EXERCISE OBJECTIVE: Convert the entries below into a numbered list, starting at the line containing "Every instance of the mud-splattered" and continuing through the final line of the entries. Include only those lines and omit any blank ones.

DATASET:
※
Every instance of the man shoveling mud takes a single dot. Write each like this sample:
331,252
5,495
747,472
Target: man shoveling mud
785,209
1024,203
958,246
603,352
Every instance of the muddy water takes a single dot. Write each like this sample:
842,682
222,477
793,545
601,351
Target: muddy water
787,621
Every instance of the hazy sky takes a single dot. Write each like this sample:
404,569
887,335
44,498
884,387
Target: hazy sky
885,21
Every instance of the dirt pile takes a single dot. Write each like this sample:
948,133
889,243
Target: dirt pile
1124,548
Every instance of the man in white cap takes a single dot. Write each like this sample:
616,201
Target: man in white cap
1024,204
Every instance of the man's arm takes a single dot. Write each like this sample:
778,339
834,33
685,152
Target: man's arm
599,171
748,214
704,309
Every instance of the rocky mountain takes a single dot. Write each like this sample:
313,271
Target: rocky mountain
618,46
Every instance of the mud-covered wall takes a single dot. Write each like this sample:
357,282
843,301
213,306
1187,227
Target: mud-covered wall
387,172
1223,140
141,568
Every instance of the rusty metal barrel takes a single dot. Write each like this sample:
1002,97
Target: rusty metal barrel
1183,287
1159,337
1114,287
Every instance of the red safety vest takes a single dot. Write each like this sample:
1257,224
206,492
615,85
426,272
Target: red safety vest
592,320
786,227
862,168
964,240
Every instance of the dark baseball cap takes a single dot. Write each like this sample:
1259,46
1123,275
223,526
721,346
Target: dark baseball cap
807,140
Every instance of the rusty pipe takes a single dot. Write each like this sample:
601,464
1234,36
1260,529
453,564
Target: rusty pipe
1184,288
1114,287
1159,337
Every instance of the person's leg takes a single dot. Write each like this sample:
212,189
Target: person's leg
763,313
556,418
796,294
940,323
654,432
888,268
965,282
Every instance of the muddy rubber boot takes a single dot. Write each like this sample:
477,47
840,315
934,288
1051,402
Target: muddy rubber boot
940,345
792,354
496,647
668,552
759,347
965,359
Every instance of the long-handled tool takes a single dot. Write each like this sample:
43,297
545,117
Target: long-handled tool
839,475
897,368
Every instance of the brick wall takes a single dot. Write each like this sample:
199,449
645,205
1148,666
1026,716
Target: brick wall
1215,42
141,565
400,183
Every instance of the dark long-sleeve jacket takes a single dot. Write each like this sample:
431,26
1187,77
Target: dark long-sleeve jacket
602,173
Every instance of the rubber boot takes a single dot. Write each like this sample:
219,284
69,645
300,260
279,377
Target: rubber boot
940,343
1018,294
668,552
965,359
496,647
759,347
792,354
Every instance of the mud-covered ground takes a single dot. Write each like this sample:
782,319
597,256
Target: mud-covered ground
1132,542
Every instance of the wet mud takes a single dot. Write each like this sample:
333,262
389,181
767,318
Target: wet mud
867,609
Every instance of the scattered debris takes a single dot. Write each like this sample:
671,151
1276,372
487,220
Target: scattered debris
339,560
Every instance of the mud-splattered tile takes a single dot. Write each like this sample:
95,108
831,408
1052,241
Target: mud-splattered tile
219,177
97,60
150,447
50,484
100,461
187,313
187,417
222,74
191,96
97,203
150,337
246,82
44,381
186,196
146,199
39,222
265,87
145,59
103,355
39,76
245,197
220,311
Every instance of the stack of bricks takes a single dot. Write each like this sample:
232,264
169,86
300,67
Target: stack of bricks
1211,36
※
RESPONSE TO THIS EXERCISE:
1. Every instance of the mud-splattered tile takes a single dot. Write each like this sample:
2. 95,108
3. 831,408
4. 1052,241
5. Target: mud-splattered tile
6. 219,177
7. 97,60
8. 150,447
9. 50,484
10. 100,461
11. 187,313
12. 187,417
13. 222,74
14. 191,96
15. 97,203
16. 150,337
17. 246,82
18. 44,381
19. 186,196
20. 146,199
21. 39,222
22. 265,87
23. 145,59
24. 103,355
25. 39,76
26. 245,197
27. 220,311
28. Every instance of the stack of bricks takes a single dot. Write each like this sample:
29. 232,264
30. 169,86
31. 300,67
32. Target: stack of bricks
33. 1211,36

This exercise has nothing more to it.